-- Exercise brief --
For this exercise, copy all the data exactly and include none of the pictures.

-- Records to use --
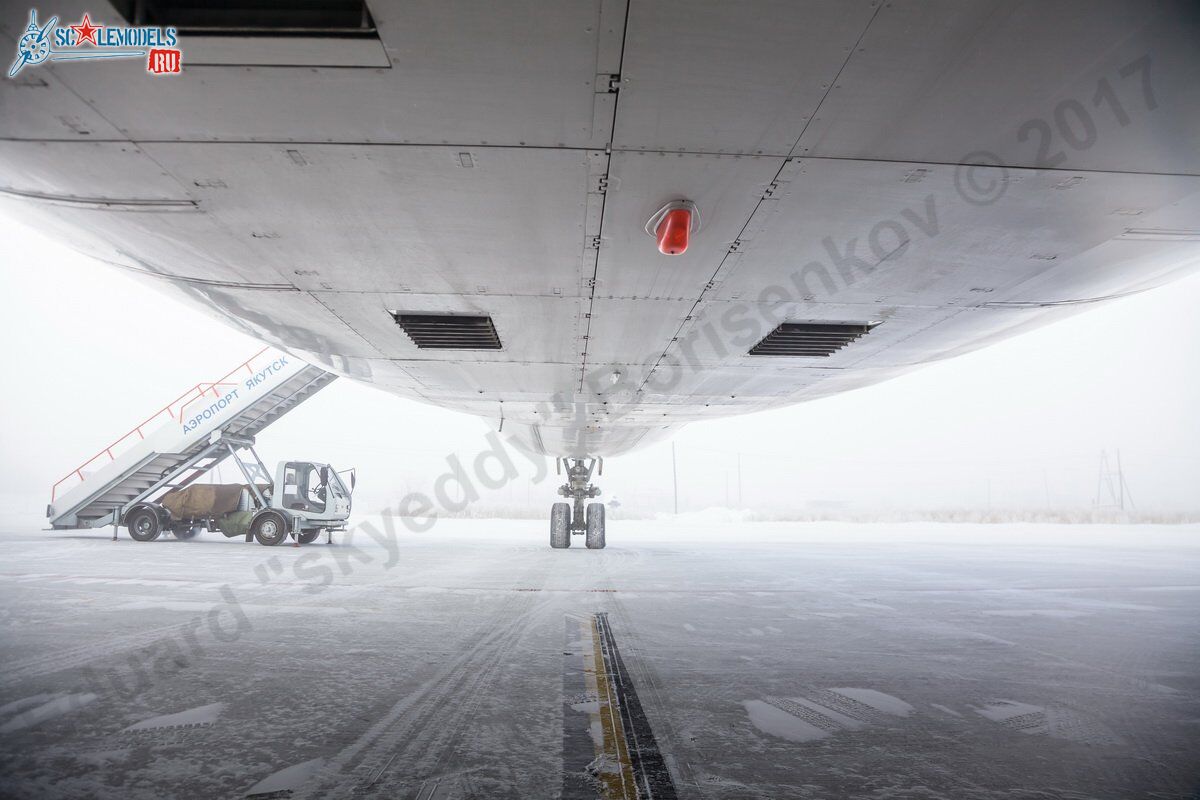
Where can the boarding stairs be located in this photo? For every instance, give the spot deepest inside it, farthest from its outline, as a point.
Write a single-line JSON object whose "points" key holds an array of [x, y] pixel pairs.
{"points": [[185, 439]]}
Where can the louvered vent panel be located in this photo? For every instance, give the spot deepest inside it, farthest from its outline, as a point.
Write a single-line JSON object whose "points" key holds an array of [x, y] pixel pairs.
{"points": [[450, 331], [253, 17], [810, 338]]}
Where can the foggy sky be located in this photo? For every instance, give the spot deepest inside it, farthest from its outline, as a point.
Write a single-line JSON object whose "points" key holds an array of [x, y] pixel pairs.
{"points": [[91, 352]]}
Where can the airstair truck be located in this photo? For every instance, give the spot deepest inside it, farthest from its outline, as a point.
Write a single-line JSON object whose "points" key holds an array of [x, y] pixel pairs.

-- Task result --
Where can the boarding stairs be located in this photo? For every instance, give the spot deepest inside it, farthest from its outline, as a point.
Write a single-line JSON object whose "points" key holds an array of [x, y] pixel pairs.
{"points": [[185, 439]]}
Where can the louvered vent panel be located in this photo? For every instance, give the spot deepest inside it, farthest from its outline, as a point.
Write a single-line JSON object whose "points" key holds an array of [x, y] pixel pairs.
{"points": [[450, 331], [253, 17], [810, 338]]}
Where can the foggy sky be located in this photo? For every instance, give the spot deepest inside it, farthest from its outline, as a point.
Write a single-line JSON object whose "points" key holds an array of [x, y] pixel pairs.
{"points": [[91, 352]]}
Where can the airstair truck be located in this photo? For every instance, give the spot deepest inside it, farthest from its outline, as a point.
Write a single-line JSON object whose "points" key holds an array of [x, y] pixel pairs.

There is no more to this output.